Task statement: Give only the number of lines in the data that include the string "covered".

##########

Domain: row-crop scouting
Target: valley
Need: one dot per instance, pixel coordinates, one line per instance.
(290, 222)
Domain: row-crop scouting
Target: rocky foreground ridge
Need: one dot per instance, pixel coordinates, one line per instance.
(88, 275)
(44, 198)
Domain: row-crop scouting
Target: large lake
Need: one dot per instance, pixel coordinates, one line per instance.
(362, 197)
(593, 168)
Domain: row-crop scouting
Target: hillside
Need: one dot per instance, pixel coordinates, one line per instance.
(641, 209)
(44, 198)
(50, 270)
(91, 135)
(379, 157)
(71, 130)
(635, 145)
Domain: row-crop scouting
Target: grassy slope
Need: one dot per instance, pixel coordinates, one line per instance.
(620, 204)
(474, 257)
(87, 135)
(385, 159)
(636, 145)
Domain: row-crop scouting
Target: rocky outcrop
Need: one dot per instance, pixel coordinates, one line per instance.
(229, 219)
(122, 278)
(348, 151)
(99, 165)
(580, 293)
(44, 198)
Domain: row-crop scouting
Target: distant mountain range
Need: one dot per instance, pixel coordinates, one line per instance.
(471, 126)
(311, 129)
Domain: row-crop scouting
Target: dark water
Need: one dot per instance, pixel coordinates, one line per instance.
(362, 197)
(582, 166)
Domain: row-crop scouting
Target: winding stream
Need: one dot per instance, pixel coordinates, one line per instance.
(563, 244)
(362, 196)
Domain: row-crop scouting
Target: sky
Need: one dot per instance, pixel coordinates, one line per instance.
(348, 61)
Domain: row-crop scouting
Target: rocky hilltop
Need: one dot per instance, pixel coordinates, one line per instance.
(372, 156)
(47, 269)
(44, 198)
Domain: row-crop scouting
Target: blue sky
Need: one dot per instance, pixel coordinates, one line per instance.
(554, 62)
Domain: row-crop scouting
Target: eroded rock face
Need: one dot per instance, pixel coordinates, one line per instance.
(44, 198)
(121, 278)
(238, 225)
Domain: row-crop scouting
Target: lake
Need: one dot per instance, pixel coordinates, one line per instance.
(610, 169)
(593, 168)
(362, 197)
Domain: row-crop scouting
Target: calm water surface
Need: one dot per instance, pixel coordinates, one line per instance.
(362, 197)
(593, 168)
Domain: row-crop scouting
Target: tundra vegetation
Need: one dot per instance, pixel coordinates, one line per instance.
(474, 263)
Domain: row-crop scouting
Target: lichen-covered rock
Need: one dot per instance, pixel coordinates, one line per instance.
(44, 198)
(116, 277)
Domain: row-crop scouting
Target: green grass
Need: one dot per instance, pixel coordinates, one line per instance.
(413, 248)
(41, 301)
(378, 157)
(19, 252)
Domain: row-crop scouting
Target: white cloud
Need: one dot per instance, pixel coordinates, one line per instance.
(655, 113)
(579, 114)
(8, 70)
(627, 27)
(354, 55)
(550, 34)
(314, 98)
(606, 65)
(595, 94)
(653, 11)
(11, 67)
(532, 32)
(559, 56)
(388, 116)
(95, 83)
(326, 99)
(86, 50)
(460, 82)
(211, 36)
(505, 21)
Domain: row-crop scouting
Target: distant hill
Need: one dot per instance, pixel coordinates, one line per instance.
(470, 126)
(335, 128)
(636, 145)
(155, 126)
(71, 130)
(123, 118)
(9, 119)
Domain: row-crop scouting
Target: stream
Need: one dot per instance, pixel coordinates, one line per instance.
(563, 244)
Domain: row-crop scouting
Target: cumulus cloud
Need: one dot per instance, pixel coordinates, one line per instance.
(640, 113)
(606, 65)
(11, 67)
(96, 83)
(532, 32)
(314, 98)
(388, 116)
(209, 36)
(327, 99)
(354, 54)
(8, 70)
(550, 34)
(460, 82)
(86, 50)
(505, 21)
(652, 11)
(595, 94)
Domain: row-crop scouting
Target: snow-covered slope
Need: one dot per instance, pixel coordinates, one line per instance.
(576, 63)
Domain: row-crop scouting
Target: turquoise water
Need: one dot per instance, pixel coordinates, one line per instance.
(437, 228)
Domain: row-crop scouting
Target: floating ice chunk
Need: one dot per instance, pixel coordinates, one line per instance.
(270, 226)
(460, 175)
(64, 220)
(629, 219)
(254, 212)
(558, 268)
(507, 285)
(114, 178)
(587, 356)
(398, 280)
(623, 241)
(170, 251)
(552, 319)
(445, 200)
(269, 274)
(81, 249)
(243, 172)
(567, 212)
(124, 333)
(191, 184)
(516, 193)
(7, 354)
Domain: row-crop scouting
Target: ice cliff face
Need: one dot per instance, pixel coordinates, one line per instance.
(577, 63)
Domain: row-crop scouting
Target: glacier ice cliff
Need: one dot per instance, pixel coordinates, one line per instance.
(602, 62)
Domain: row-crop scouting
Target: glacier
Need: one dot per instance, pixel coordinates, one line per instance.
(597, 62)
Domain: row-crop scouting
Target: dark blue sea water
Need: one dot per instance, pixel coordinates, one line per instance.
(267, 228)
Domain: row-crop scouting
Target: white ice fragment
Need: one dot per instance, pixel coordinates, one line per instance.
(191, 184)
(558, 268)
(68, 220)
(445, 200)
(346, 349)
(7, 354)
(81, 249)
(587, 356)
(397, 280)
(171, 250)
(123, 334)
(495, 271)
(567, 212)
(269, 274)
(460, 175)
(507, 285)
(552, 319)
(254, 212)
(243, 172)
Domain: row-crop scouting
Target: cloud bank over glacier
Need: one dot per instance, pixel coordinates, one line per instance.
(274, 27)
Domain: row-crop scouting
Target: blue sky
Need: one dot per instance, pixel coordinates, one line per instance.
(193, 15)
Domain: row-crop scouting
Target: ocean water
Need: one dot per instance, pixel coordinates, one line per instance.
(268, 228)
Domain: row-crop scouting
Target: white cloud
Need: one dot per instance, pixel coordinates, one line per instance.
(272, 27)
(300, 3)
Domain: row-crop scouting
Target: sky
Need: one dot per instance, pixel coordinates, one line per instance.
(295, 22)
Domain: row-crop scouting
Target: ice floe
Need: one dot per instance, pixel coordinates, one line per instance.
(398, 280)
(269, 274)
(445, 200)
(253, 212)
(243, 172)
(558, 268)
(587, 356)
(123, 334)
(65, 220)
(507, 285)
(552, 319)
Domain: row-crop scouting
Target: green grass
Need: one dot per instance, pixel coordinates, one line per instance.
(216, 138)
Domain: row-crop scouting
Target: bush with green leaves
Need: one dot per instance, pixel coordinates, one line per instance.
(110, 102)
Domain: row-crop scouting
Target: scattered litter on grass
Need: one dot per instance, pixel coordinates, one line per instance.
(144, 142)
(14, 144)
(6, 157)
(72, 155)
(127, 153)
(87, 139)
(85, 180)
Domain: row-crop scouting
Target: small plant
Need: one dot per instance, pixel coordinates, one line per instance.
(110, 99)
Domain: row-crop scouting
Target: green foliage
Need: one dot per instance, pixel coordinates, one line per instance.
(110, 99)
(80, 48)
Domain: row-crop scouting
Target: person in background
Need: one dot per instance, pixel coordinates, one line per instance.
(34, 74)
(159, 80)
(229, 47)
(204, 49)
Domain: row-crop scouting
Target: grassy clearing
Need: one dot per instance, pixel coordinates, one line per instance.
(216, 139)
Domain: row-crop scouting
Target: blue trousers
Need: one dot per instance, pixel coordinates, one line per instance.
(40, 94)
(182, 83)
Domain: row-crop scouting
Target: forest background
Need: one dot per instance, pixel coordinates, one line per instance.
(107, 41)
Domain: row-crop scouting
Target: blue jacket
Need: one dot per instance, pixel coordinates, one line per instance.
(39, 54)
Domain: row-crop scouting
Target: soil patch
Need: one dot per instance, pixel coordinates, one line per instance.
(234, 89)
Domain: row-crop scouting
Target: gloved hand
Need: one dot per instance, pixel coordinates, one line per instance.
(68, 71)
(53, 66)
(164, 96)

##########

Answer box: 2